## Request A:
Answer these questions using the passage on Python's membership operator. Mark each answer with the same numeral as its question.
(i) In the SQL equivalent, which two role values does the query match?
(ii) What three strings does the set valid_choices contain?
(iii) According to the paragraph on feature flags, what stays fast as the number of flags grows?
## Request B:
Write the next part of the passage on Python's membership operator, starting after its last sentence.

## Selected extract:
In SQL, similar functionality uses IN and LIKE:
-- SQL equivalent
SELECT * FROM users WHERE role IN ('admin', 'moderator');
The membership operator appears in everyday Python code more often than many developers realize. Beyond the obvious collection lookups, it supports common patterns like input validation, feature flag checking, and defensive dictionary access. The following examples show practical uses that combine membership testing with Python’s other control flow and data access idioms.
Common patterns
Validate user input
valid_choices = {"yes", "no", "maybe"}
choice = input("Enter choice: ").lower()
if choice in valid_choices:
print(f"You chose: {choice}")
else:
print("Invalid choice")
Feature flags are another natural fit for the membership operator. By keeping the set of active features in memory and checking it with in, you can conditionally enable UI components or backend code paths. The set-based approach stays fast even as the number of flags grows, and the code reads as a straightforward membership question.

## Source excerpt:
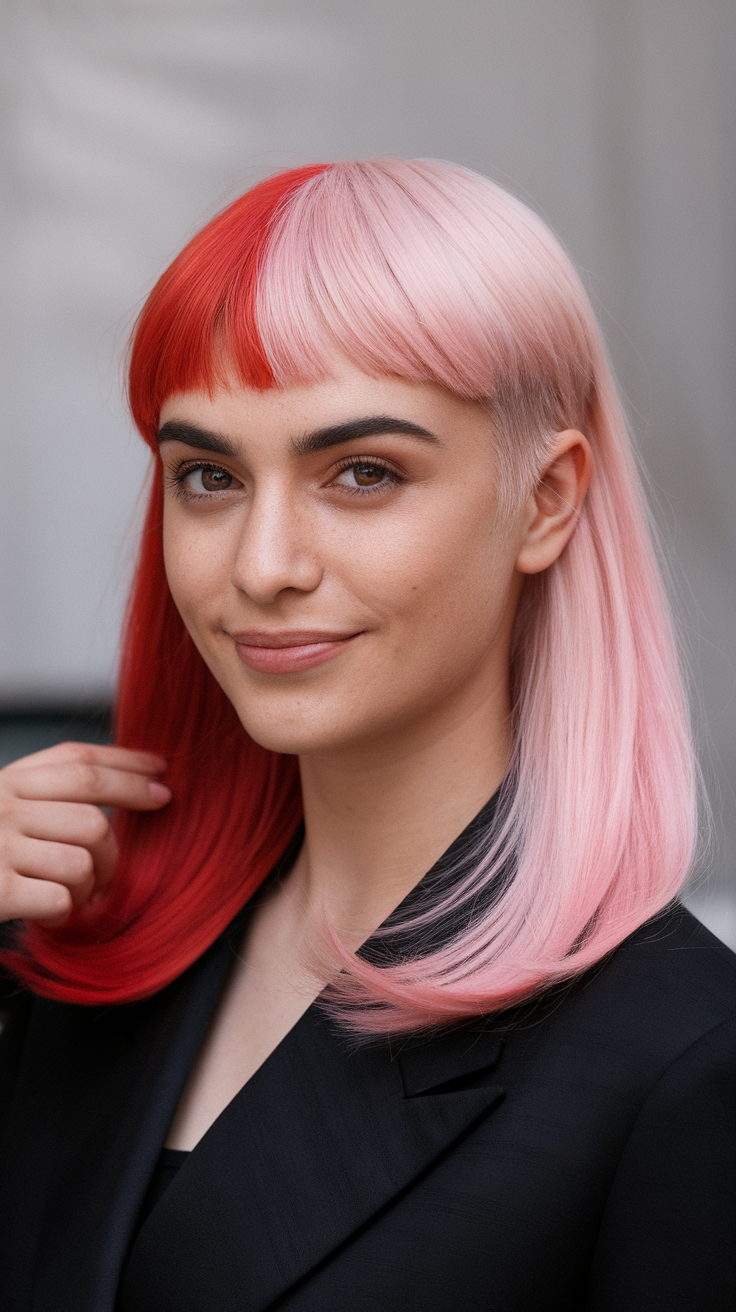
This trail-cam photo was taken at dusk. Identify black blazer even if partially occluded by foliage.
[0,908,736,1312]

## Reply A:
(i) 'admin' and 'moderator'
(ii) "yes", "no", and "maybe"
(iii) The set-based approach

## Reply B:
Check feature flags
enabled_features = {"dark-mode", "notifications", "beta"}
if "beta" in enabled_features:
enable_beta_ui()
Dictionaries raise a KeyError when you access a key that does not exist using bracket notation. Checking membership with in before the access provides a clean way to handle missing keys without wrapping the lookup in a try/except block. For cases where you simply want a default value, the .get() method is a more concise alternative, but the in test is clearer when the fallback logic involves multiple statements.
Safe dictionary access
config = {"host": "localhost", "port": 8080}
# Use in to avoid KeyError
if "timeout" in config:
print(f"Timeout: {config['timeout']}")
else:
print("Using default timeout")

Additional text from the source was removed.